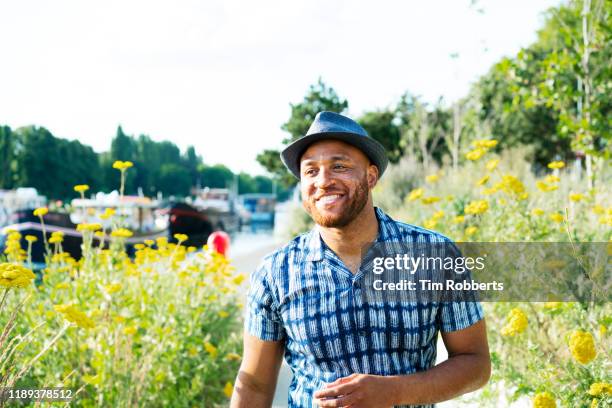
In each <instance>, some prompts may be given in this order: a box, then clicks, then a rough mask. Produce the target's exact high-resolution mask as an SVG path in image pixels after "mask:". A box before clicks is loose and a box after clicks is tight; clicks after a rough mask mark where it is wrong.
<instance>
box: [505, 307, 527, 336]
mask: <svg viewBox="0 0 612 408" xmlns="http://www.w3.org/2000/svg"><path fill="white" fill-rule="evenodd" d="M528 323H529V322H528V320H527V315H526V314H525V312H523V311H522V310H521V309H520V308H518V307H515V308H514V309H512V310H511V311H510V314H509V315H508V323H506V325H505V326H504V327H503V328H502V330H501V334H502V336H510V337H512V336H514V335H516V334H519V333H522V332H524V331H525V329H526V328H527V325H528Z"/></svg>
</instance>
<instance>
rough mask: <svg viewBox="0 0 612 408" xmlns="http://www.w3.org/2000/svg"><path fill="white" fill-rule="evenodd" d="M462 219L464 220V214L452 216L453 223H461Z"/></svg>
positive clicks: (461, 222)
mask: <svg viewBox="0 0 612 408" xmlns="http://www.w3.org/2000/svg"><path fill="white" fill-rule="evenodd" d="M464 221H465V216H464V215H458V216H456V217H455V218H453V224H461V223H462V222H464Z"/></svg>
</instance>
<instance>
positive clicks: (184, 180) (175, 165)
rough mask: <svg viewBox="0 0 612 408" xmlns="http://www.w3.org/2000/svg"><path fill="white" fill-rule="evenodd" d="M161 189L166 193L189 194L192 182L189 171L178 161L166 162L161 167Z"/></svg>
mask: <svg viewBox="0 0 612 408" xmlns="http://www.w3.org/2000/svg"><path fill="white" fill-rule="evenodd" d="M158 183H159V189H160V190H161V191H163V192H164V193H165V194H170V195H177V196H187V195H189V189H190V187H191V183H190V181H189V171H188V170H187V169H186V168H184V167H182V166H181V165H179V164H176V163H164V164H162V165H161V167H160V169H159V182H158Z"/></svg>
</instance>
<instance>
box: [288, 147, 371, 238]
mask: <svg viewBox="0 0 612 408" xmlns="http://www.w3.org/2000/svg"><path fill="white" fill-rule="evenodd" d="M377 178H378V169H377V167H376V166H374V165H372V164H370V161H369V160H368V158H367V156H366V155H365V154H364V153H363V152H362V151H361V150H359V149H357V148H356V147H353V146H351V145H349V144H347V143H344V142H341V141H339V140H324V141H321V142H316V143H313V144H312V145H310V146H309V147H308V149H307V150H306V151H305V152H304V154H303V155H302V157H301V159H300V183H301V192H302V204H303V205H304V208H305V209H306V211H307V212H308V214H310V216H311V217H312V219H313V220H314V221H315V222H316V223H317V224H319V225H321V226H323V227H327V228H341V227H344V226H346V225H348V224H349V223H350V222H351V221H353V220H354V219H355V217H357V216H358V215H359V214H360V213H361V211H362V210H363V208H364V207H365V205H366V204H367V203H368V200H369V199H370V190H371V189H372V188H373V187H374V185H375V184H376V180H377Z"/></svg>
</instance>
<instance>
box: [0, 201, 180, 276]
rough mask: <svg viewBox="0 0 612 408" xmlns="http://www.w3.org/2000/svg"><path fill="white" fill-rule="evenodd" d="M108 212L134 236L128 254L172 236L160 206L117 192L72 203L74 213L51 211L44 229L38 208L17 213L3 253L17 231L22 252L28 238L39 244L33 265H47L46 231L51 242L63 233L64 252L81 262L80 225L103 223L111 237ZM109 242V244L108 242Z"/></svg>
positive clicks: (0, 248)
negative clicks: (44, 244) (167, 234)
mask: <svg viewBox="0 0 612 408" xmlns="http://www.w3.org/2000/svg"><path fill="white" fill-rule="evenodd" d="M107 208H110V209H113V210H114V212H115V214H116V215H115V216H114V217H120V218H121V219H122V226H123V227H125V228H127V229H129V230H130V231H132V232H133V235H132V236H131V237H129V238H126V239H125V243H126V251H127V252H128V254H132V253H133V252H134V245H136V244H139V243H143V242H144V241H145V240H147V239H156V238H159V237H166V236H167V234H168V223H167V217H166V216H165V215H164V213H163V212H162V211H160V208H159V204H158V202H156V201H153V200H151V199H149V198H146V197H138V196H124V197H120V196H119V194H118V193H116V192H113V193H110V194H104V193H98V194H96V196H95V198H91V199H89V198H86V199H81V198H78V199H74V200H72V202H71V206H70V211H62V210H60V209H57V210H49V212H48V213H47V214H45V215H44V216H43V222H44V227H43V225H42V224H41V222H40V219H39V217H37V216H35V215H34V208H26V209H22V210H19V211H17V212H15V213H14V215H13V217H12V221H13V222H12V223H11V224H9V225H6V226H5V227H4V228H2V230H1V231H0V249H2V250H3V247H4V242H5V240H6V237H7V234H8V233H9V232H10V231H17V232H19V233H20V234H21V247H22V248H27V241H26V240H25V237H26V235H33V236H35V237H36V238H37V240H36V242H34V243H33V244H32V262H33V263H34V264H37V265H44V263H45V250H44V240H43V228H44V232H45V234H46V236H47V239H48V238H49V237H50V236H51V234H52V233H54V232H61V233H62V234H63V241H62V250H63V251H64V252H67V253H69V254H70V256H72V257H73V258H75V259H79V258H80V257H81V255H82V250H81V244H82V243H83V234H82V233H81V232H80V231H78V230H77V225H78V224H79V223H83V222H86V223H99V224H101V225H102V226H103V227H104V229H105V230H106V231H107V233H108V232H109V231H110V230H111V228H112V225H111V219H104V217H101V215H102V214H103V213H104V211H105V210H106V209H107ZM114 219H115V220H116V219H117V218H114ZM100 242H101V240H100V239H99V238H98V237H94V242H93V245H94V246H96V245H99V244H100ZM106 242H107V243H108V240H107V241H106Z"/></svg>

....

Problem description: Exact copy, no pictures: return the entries word for word.

Answer space:
In each <instance>, some prompts may be given in this order: a box, then clicks, then a rough mask. Produce the target's exact high-resolution mask as an SVG path in image pixels after "mask:". A box before clicks is loose and a box after clicks is tight; clicks after a rough mask mark where it is wrong.
<instance>
box: [505, 307, 527, 336]
mask: <svg viewBox="0 0 612 408" xmlns="http://www.w3.org/2000/svg"><path fill="white" fill-rule="evenodd" d="M528 323H529V322H528V320H527V315H526V314H525V312H523V311H522V310H521V309H520V308H518V307H515V308H514V309H512V310H511V311H510V314H509V315H508V323H506V325H505V326H504V327H503V328H502V330H501V334H502V336H510V337H512V336H514V335H516V334H519V333H522V332H524V331H525V329H526V328H527V325H528Z"/></svg>
</instance>
<instance>
rough mask: <svg viewBox="0 0 612 408" xmlns="http://www.w3.org/2000/svg"><path fill="white" fill-rule="evenodd" d="M462 219L464 220V214L452 216L453 223H461Z"/></svg>
positive clicks: (461, 222)
mask: <svg viewBox="0 0 612 408" xmlns="http://www.w3.org/2000/svg"><path fill="white" fill-rule="evenodd" d="M464 221H465V216H464V215H458V216H456V217H455V218H453V224H461V223H462V222H464Z"/></svg>
</instance>
<instance>
positive clicks: (184, 180) (175, 165)
rough mask: <svg viewBox="0 0 612 408" xmlns="http://www.w3.org/2000/svg"><path fill="white" fill-rule="evenodd" d="M161 189L166 193L189 194L192 182L189 171L178 161L166 162L161 167Z"/></svg>
mask: <svg viewBox="0 0 612 408" xmlns="http://www.w3.org/2000/svg"><path fill="white" fill-rule="evenodd" d="M158 183H159V189H160V190H161V191H163V192H164V193H165V194H170V195H177V196H187V195H189V189H190V187H191V183H190V181H189V171H188V170H187V169H186V168H184V167H182V166H181V165H179V164H176V163H164V164H162V165H161V167H160V169H159V182H158Z"/></svg>
</instance>
<instance>
box: [288, 147, 371, 238]
mask: <svg viewBox="0 0 612 408" xmlns="http://www.w3.org/2000/svg"><path fill="white" fill-rule="evenodd" d="M377 178H378V169H377V167H376V166H374V165H372V164H370V161H369V160H368V158H367V156H366V155H365V154H364V153H363V152H362V151H361V150H359V149H357V148H356V147H353V146H351V145H349V144H347V143H344V142H341V141H339V140H324V141H321V142H316V143H313V144H312V145H310V146H309V147H308V149H307V150H306V151H305V152H304V154H303V155H302V157H301V159H300V183H301V192H302V204H303V205H304V208H305V209H306V211H307V212H308V214H310V216H311V217H312V219H313V220H314V221H315V222H316V223H317V224H319V225H321V226H323V227H327V228H341V227H344V226H346V225H348V224H349V223H350V222H351V221H353V220H354V219H355V217H357V216H358V215H359V214H360V213H361V211H362V210H363V208H364V207H365V205H366V204H367V203H368V200H369V199H370V190H371V189H372V188H373V187H374V185H375V184H376V180H377Z"/></svg>
</instance>
<instance>
box: [0, 201, 180, 276]
rough mask: <svg viewBox="0 0 612 408" xmlns="http://www.w3.org/2000/svg"><path fill="white" fill-rule="evenodd" d="M108 212L134 236L128 254L172 236L160 206L117 192L72 203L74 213L51 211L44 229L38 208L17 213L3 253L17 231L22 252L28 238L39 244L33 265H47L46 231L51 242L63 233L64 252L81 262L80 225L103 223L111 237ZM109 242V244L108 242Z"/></svg>
positive clicks: (0, 248)
negative clicks: (44, 244) (167, 234)
mask: <svg viewBox="0 0 612 408" xmlns="http://www.w3.org/2000/svg"><path fill="white" fill-rule="evenodd" d="M107 208H110V209H113V210H114V212H115V214H116V215H115V216H114V217H120V218H121V219H122V226H123V227H125V228H127V229H129V230H130V231H132V232H133V235H132V236H131V237H129V238H126V239H125V243H126V251H127V252H128V254H132V253H133V252H134V245H136V244H139V243H143V242H144V241H145V240H147V239H156V238H159V237H166V236H167V234H168V223H167V217H166V216H165V215H164V213H163V212H162V211H160V208H159V204H158V202H156V201H153V200H151V199H149V198H146V197H138V196H124V197H120V196H119V194H118V193H116V192H113V193H110V194H104V193H98V194H96V196H95V198H91V199H89V198H86V199H81V198H78V199H74V200H72V202H71V206H70V211H62V210H60V209H57V210H49V212H48V213H47V214H45V215H44V216H43V222H44V227H43V225H42V224H41V222H40V219H39V217H37V216H35V215H34V208H26V209H22V210H19V211H17V212H15V213H14V215H13V217H12V221H13V222H12V223H11V224H9V225H6V226H5V227H4V228H2V230H1V231H0V249H2V250H3V247H4V242H5V240H6V237H7V234H8V233H9V232H10V231H17V232H19V233H20V234H21V247H22V248H27V241H26V240H25V237H26V235H33V236H35V237H36V238H37V240H36V242H34V243H33V244H32V262H33V263H34V264H37V265H44V263H45V250H44V240H43V228H44V232H45V234H46V236H47V239H48V238H49V237H50V236H51V234H52V233H54V232H61V233H62V234H63V241H62V250H63V251H64V252H67V253H69V254H70V256H72V257H73V258H75V259H79V258H80V257H81V255H82V250H81V244H82V243H83V234H82V233H81V232H80V231H78V230H77V225H78V224H79V223H83V222H86V223H99V224H101V225H102V226H103V227H104V229H105V230H106V231H107V233H108V232H109V231H110V230H111V228H112V225H111V219H104V217H101V215H102V214H103V213H104V211H105V210H106V209H107ZM114 219H115V220H116V219H117V218H114ZM100 242H101V240H100V239H99V238H98V237H94V242H93V245H94V246H96V245H99V244H100ZM106 242H107V243H108V240H107V241H106Z"/></svg>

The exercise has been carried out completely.